▶ **The task**:
Without any alteration, retype the records that appear below.

Items listed in a dataset
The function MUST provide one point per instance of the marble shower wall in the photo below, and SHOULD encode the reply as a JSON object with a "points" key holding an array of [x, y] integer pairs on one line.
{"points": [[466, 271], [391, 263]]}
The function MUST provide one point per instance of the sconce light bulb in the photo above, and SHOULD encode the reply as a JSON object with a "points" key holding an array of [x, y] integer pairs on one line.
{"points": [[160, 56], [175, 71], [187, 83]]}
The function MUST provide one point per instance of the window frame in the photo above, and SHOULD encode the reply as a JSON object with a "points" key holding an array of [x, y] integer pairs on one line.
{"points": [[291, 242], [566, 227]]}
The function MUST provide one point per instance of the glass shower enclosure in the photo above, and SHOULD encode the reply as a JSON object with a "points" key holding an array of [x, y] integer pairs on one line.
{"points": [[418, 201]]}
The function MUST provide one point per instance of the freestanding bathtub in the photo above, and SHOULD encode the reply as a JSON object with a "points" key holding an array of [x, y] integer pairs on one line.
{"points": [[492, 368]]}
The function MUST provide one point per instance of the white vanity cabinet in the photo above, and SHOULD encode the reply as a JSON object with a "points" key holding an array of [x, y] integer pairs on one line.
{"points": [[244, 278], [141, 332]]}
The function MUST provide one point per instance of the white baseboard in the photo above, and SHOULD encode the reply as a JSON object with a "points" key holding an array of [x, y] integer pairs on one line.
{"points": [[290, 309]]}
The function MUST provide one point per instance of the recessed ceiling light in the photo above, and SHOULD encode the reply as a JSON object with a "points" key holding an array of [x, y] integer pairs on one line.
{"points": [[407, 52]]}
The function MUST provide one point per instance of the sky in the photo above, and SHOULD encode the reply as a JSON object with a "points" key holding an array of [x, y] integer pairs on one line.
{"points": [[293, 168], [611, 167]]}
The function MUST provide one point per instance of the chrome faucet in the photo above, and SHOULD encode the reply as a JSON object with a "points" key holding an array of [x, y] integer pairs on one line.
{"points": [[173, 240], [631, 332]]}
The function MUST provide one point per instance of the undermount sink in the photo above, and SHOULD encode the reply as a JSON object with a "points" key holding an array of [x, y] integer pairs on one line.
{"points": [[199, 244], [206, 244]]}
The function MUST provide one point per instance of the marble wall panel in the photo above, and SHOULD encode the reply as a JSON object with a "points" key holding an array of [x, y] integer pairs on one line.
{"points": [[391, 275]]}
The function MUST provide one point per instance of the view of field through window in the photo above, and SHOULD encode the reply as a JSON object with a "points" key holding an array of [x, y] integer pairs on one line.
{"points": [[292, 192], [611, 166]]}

▶ **Exercise answer**:
The function MUST provide one point per instance of the marble shower wall in the photo below, and SHOULD encode the reply as a JSON object with a "points" key holding an array of [x, y] integer pairs on one line.
{"points": [[466, 271], [391, 263]]}
The function MUST provide one point per instance of the sconce light bulb in the photo above, and SHOULD encode the reply as a JSON object with a "points" key holding an array of [x, y] integer pairs on one line.
{"points": [[160, 56], [175, 71], [187, 83]]}
The function MUST provide one point per instance of the window frame in the photo above, and SHOULD encode the reply as a JSON object with a "points" key holding an array of [x, y] integer pairs on one line.
{"points": [[291, 242], [566, 227]]}
The function MUST provide one point per instance of the glass shower enclosure in the photo above, and SHOULD encode the reply as a JSON object with a "points" key holding an array of [x, y] integer pairs on one line.
{"points": [[418, 201]]}
The function MUST provide one point per instance of the freestanding bathtub in the photo above, and SHOULD encode the reply as a JSON object with a "points" key holding an array of [x, y] integer pairs on one line.
{"points": [[492, 368]]}
The function MUST provide one point per instance of the white vanity cabinet in the photo above, and SHOULD encode the reply as a JSON object with a "points" key holding an array of [x, y] integer pairs on one line.
{"points": [[244, 278], [141, 332]]}
The function MUST provide one point per instance of the white baseboard in the photo above, and SHOULD encode the reply as a JSON object with a "points" key holding an array of [x, y] integer pairs on one line.
{"points": [[290, 309]]}
The function MUST provide one point per instance of the recessed ceiling light in the photo above, and SHOULD encode the reply as a JSON object with a "points" key holding an array of [x, y] integer pairs on one line.
{"points": [[407, 52]]}
The function MUST provide one point per instance of the sky in the photo above, and SHOULD encode the reply as a JSON object with a "points" key holding an array of [x, y] integer pairs on one line.
{"points": [[293, 168], [611, 167]]}
The function MUST provide one point per instance of the chrome faucet in the photo above, and SHOULD encode the reply as a JSON object with a "points" key holding an array of [x, y] integer pairs on one line.
{"points": [[173, 240], [631, 332]]}
The function MUST provide one point per instance of the undermount sink in the photo above, and SHOULD encode the reply as a JSON object with a "points" key holding an array of [x, y] integer pairs on one line.
{"points": [[199, 244], [206, 244]]}
The function MUST provide one point per instance of the marble wall panel in the photo above, and SHOULD encode the reply as a JSON object with a "points" key holding an array of [x, y] integer pairs on one line.
{"points": [[391, 275]]}
The function MUST provide one point per instance of the view of field through window in the photo above, and SHOULD encode the reply as a JSON object with a "points" key holding an array of [x, y] integer pairs on one line.
{"points": [[292, 192], [611, 166]]}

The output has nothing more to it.